(EXERCISE AIM)
Please reproduce the data below word for word, omitting the pictures.

[START]

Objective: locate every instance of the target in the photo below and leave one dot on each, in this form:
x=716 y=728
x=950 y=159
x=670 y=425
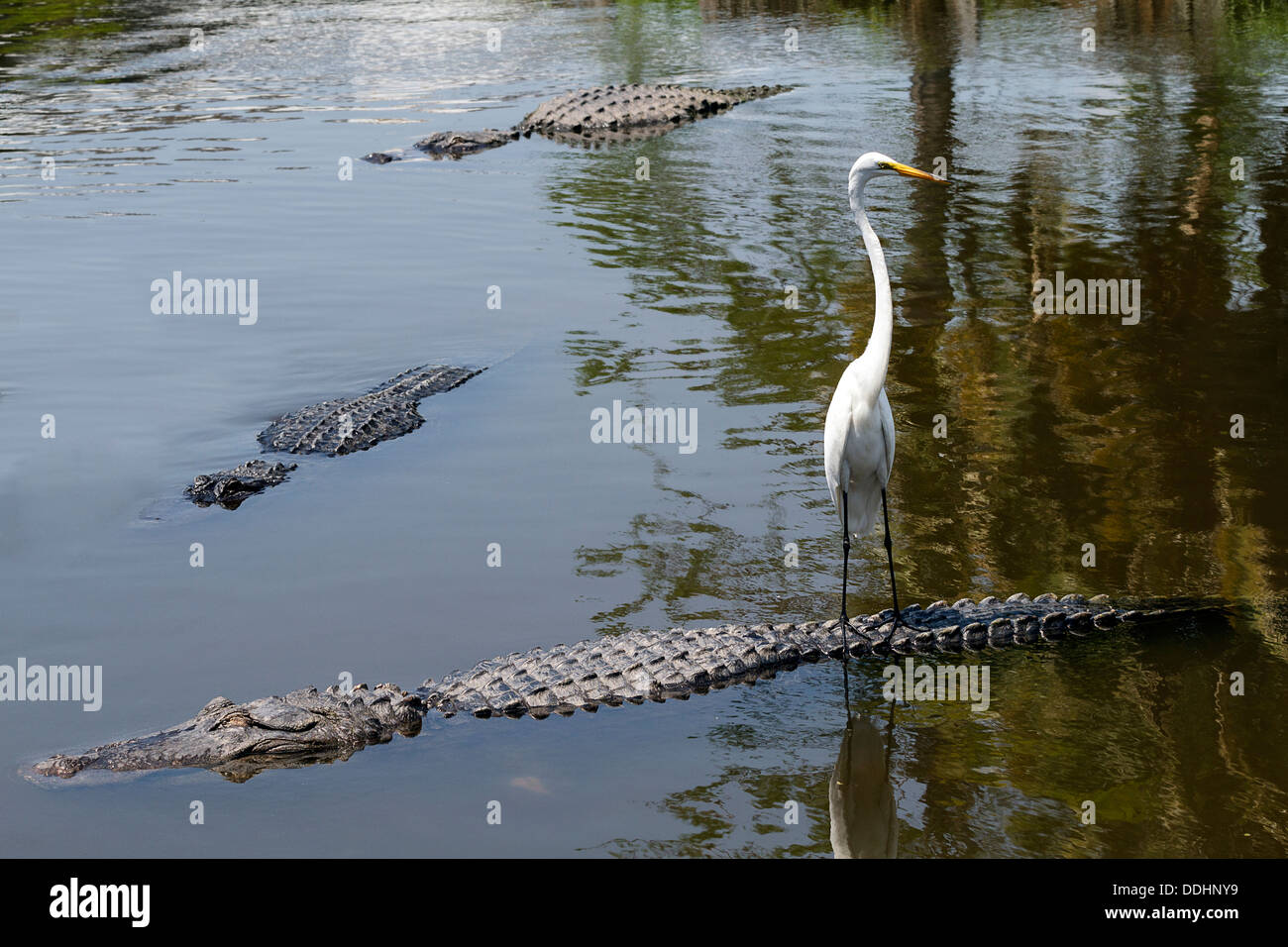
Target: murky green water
x=1160 y=157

[END]

(SOLUTION TO THIS PROBLEM)
Objective: locate every instance of the target in the photo below and leave one dot on each, in this form:
x=716 y=728
x=950 y=159
x=670 y=425
Target: murky green water
x=1160 y=157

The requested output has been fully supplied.